◆ PROMPT ◆
Starting at the line that contains "Target: shoreline", copy each line through the end of the listing below. Include both ends and output nothing more.

----

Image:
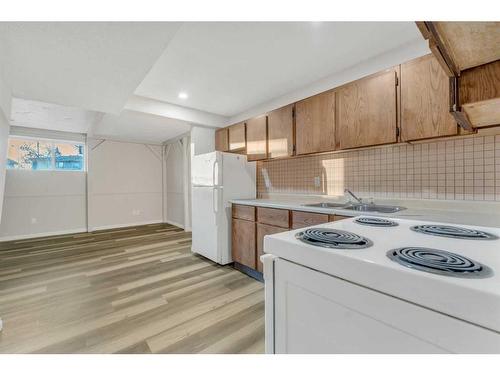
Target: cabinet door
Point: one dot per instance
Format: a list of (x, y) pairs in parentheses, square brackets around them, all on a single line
[(315, 123), (480, 94), (221, 139), (302, 219), (337, 217), (273, 216), (367, 111), (257, 138), (243, 242), (280, 132), (425, 100), (264, 230), (237, 137)]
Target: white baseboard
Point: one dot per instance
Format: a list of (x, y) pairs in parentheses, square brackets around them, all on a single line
[(174, 223), (124, 225), (45, 234)]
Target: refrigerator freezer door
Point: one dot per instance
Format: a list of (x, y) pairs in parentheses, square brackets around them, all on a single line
[(206, 169), (205, 238)]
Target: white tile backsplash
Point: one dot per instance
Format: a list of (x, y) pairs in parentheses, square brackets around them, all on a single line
[(452, 169)]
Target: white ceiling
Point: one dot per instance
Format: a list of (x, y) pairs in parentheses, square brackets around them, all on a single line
[(123, 69), (90, 65), (139, 127), (40, 115), (227, 68)]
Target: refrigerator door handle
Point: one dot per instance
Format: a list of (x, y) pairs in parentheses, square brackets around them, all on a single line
[(215, 167), (268, 261)]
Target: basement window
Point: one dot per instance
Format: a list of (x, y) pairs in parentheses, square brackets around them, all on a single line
[(27, 153)]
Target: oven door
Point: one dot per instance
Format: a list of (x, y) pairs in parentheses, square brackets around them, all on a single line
[(318, 313)]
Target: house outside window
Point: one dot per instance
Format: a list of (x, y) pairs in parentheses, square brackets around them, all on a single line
[(45, 154)]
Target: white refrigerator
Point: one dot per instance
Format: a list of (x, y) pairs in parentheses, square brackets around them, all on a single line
[(217, 178)]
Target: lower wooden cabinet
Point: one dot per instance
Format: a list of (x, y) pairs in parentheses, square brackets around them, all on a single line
[(264, 230), (251, 224), (302, 219), (243, 242)]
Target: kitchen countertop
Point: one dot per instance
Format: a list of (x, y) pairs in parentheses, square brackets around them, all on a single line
[(483, 213)]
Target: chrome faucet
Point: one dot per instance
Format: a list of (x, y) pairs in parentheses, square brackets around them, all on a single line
[(347, 191)]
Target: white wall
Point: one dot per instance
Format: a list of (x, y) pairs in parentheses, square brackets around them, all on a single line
[(174, 184), (5, 105), (40, 203), (202, 140), (124, 184), (389, 59)]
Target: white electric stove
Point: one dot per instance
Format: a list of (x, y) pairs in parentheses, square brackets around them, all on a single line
[(379, 285)]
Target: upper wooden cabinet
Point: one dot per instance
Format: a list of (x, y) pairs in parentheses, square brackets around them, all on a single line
[(257, 138), (237, 137), (315, 123), (280, 132), (469, 53), (463, 45), (222, 139), (425, 105), (367, 111), (480, 94)]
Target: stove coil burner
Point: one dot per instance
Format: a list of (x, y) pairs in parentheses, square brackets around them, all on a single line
[(376, 222), (439, 262), (453, 232), (333, 238)]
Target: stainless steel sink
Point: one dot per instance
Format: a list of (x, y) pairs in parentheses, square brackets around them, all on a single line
[(373, 208), (326, 205)]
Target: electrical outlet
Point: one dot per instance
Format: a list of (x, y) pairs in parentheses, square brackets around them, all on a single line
[(317, 181)]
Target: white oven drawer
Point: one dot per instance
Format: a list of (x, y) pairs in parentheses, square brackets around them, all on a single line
[(318, 313)]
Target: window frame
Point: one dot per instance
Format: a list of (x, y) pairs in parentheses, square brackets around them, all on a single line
[(52, 142)]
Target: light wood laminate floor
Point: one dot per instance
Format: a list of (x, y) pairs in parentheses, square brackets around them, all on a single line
[(130, 290)]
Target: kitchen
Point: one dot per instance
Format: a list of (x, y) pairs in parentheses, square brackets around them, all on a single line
[(259, 187), (433, 176)]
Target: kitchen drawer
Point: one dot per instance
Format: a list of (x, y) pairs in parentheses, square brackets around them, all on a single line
[(273, 216), (337, 217), (302, 219), (244, 212), (264, 230)]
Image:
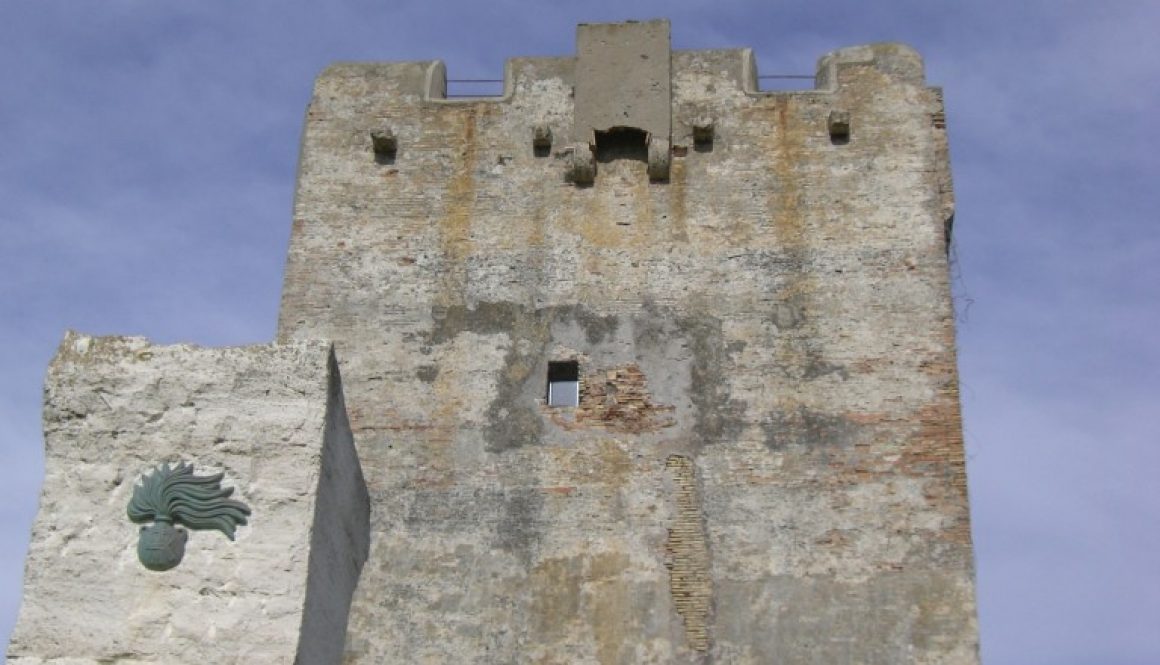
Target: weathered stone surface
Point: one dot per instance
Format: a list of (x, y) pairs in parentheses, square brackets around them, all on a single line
[(765, 463), (272, 419), (766, 340)]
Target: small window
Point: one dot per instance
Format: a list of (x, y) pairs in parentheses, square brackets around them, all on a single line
[(564, 383)]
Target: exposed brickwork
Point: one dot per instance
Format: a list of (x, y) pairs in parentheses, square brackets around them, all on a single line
[(688, 555), (617, 399)]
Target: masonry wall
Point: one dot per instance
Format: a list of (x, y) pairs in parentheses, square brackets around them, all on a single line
[(270, 420), (766, 463)]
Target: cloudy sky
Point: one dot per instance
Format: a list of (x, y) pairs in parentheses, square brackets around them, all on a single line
[(147, 154)]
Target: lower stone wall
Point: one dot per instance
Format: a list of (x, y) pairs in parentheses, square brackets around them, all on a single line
[(270, 420)]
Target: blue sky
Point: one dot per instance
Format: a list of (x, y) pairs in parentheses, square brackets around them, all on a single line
[(147, 154)]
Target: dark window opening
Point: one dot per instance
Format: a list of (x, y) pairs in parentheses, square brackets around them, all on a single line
[(564, 383), (622, 143)]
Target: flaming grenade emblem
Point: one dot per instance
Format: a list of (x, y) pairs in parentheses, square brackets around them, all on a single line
[(172, 497)]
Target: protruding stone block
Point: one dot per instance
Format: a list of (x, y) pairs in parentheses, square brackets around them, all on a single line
[(660, 156), (272, 420), (623, 79)]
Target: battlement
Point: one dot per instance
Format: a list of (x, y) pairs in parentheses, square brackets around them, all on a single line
[(624, 89)]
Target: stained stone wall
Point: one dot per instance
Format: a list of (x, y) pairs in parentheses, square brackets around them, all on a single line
[(269, 418), (766, 464)]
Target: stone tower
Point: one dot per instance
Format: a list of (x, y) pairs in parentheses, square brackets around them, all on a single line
[(640, 363)]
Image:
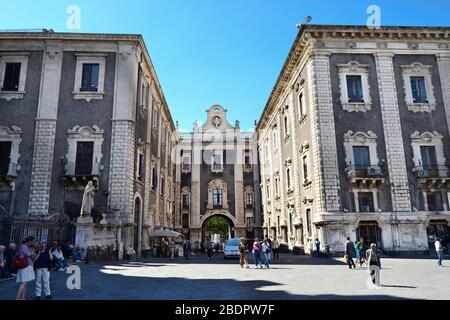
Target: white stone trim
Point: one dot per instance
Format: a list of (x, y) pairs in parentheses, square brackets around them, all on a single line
[(18, 57), (359, 138), (354, 68), (88, 134), (13, 134), (427, 139), (417, 69), (89, 58)]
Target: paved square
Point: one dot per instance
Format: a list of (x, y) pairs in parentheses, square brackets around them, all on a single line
[(294, 277)]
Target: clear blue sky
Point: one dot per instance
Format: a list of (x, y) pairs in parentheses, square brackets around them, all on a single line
[(207, 52)]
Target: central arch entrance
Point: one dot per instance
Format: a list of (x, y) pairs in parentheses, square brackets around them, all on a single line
[(218, 228)]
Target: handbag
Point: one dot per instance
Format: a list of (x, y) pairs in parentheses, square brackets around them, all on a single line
[(18, 263)]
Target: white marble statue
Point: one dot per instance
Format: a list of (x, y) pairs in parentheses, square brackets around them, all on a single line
[(88, 200)]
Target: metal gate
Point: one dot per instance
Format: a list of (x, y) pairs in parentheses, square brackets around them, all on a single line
[(57, 227)]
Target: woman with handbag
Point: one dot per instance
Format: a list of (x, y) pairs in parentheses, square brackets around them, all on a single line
[(24, 264)]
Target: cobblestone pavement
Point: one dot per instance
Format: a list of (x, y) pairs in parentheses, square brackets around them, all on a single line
[(294, 277)]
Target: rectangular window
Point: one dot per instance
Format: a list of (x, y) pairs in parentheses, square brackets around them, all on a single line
[(12, 76), (301, 106), (249, 200), (154, 179), (84, 157), (366, 202), (186, 201), (308, 222), (354, 89), (286, 126), (305, 168), (89, 77), (434, 200), (185, 220), (288, 177), (162, 186), (418, 89), (140, 170), (5, 153), (247, 162), (217, 198)]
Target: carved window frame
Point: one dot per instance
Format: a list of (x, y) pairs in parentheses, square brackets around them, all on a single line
[(218, 184), (427, 139), (84, 134), (361, 139), (14, 135), (354, 68), (14, 57), (83, 58), (418, 69)]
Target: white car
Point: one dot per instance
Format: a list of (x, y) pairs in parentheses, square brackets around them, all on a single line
[(231, 249)]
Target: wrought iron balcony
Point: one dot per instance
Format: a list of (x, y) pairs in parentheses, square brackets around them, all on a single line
[(365, 175), (433, 176), (9, 173)]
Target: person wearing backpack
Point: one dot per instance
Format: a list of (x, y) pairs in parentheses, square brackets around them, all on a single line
[(266, 251), (257, 253), (23, 262)]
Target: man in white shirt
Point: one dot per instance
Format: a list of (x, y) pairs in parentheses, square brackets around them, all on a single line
[(439, 250)]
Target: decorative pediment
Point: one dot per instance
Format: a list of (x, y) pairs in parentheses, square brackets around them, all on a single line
[(360, 137), (426, 137)]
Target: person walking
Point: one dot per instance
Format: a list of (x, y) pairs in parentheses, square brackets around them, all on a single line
[(26, 274), (317, 243), (266, 252), (350, 253), (209, 248), (242, 254), (257, 253), (373, 256), (42, 266), (186, 249), (275, 249), (439, 251), (360, 246)]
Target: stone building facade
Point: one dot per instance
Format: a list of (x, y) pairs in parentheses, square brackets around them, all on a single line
[(354, 139), (217, 175), (81, 107)]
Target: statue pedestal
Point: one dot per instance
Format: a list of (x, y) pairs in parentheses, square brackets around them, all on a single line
[(85, 232)]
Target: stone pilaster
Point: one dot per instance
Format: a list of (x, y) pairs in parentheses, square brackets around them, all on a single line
[(392, 132), (443, 60), (122, 168), (44, 140), (239, 186), (324, 154)]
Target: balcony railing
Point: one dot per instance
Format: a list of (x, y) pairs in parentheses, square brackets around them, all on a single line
[(432, 171), (10, 172), (364, 171)]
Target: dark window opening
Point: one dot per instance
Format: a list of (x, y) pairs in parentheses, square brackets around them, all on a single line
[(5, 153), (419, 91), (217, 198), (354, 89), (89, 78), (12, 76), (434, 200), (83, 162), (366, 202)]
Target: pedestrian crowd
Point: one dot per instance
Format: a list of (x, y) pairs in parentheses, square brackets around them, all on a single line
[(34, 261)]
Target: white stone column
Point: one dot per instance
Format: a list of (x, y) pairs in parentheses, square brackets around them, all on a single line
[(395, 153), (44, 139), (323, 136), (443, 60)]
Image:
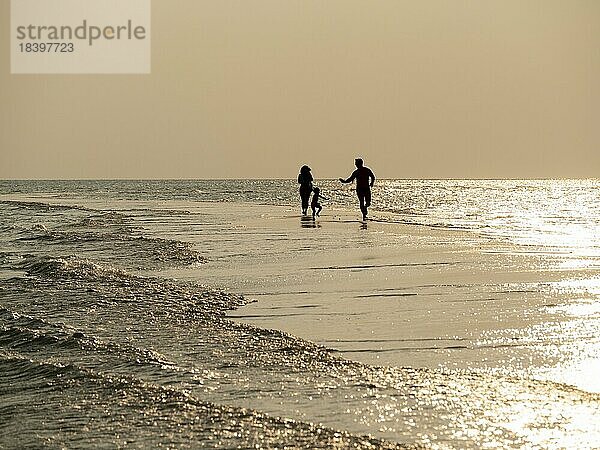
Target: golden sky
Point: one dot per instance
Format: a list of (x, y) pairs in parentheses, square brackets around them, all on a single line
[(256, 88)]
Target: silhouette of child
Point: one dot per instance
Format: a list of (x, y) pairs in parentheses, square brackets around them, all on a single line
[(315, 205)]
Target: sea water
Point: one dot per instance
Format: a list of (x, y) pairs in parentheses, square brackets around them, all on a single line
[(115, 296)]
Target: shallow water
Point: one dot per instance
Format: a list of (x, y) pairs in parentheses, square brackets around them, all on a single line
[(109, 336)]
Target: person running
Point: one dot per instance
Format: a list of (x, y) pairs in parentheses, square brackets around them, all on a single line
[(314, 204), (305, 180), (364, 182)]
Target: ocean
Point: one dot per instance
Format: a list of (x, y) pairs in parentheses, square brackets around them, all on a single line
[(210, 313)]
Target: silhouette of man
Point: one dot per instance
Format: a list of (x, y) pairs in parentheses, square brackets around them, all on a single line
[(364, 182)]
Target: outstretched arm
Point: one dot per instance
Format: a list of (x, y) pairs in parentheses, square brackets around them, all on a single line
[(350, 179)]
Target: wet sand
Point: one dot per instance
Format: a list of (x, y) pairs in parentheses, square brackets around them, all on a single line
[(393, 294)]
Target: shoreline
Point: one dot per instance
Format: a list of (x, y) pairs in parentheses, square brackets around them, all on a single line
[(273, 371)]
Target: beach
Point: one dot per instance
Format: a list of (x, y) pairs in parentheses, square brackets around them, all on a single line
[(250, 317)]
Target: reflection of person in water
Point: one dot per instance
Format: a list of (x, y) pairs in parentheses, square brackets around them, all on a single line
[(364, 182), (305, 180), (314, 204)]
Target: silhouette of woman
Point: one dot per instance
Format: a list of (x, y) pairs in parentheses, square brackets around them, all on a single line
[(305, 180)]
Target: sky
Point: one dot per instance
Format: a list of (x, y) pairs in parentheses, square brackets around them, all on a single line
[(257, 88)]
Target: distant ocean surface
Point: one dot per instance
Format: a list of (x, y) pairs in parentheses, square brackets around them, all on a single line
[(556, 213), (98, 348)]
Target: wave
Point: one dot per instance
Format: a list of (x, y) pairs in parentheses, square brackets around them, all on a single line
[(41, 206), (93, 409)]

----

◆ SOLUTION FOR THIS PROBLEM ◆
Target: shoreline
Point: one dot per instance
Format: a list of (x, y) pairs in parentheses, square brackets around them, all on a single line
[(273, 371)]
Target: beach
Point: one dot per instance
Format: a list of (x, y) pairs in parentheses, square brackets around them, all on a single line
[(250, 317)]
Target: reflection of person in water
Point: one dot per instance
Format: a list of (x, y) pairs in parentheses, square brackets around them, all on a single line
[(364, 182), (305, 180), (314, 204)]
Target: silhouette of woman
Point: one dot per instance
Format: a list of (x, y) pairs in parentheses, square brackets around them, all on a single line
[(305, 180)]
Target: sky
Point: one dot per instance
Format: a list of (x, y) pairs in parentheses, square brackets around them, all on a single line
[(257, 88)]
Target: distant ocean surface
Point: one dot per instance
Format: a list of (x, y) pairs in parentheses, square brackets around them, all on a single line
[(556, 213), (98, 348)]
Target: wave
Point: one dot per instance
Format: a list of (x, y) pairs in parentheses, square brackets around them, all on a single line
[(41, 206), (93, 409)]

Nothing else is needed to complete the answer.